[Excerpt to read]

THE remains of the late Martin McGuinness were released from hospital this afternoon and carried to home to his family followed by a crowd of 2,000 people.
His tricolour draped coffin was carried by family and friends as mourners walked behind the cortege passing Free Derry Corner en route to his at Westland Avenue home in the Bogside.
Among those who shouldered his coffin after it left Bradley/McLaughlin Funeral Home on William Street were Sinn Fein president Gerry Adams, the party’s Northern leader Michelle O’Neill, new Foyle MLA Elisha McCallion and Raymond McCartney MLA.
His remains were released as the funeral details for Martin McGuinness have been announced.
Requiem Mass will be held at St Columba’s Long Tower Chapel in Derry at 2pm on Thursday, March 23.
He will make the final journey from his home to the church at 1.20pm.
Hours earlier, Requiem Mass will be held at the same chapel for Derry City’s ‘Captain Courageous’ Ryan McBride who passed away at home on Sunday night.

[Information given]

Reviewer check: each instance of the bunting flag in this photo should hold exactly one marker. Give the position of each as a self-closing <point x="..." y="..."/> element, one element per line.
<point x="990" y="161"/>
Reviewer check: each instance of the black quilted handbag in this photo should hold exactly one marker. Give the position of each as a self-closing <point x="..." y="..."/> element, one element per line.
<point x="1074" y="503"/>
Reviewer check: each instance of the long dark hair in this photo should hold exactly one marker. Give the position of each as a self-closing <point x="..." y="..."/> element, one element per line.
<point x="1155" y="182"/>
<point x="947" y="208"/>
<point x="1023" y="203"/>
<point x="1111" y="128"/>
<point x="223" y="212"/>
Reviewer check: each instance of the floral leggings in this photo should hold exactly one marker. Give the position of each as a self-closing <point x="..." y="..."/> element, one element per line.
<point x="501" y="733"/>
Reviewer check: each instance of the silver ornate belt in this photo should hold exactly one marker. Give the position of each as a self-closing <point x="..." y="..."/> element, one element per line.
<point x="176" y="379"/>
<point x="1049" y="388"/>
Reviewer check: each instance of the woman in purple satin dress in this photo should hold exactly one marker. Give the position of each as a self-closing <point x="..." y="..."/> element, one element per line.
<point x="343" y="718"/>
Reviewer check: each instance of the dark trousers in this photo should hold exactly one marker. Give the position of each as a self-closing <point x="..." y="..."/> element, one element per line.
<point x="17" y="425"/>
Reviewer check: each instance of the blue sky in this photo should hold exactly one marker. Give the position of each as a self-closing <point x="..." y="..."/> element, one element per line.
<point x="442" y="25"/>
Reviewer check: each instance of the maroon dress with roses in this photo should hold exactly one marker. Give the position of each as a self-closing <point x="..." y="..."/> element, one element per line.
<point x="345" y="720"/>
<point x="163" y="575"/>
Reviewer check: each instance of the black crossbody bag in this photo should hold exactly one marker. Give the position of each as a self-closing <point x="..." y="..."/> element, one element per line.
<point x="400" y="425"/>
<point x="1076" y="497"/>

[Work request 1]
From the report on Martin McGuinness's funeral, copy everything from "His tricolour draped" down to "Raymond McCartney MLA.".
[Work request 2]
Render this sentence from the report on Martin McGuinness's funeral in Spanish: "Requiem Mass will be held at St Columba’s Long Tower Chapel in Derry at 2pm on Thursday, March 23."

[Answer space 1]
His tricolour draped coffin was carried by family and friends as mourners walked behind the cortege passing Free Derry Corner en route to his at Westland Avenue home in the Bogside.
Among those who shouldered his coffin after it left Bradley/McLaughlin Funeral Home on William Street were Sinn Fein president Gerry Adams, the party’s Northern leader Michelle O’Neill, new Foyle MLA Elisha McCallion and Raymond McCartney MLA.

[Answer space 2]
La misa de réquiem se celebrará en la capilla St Columba’s Long Tower de Derry a las 14:00 del jueves 23 de marzo.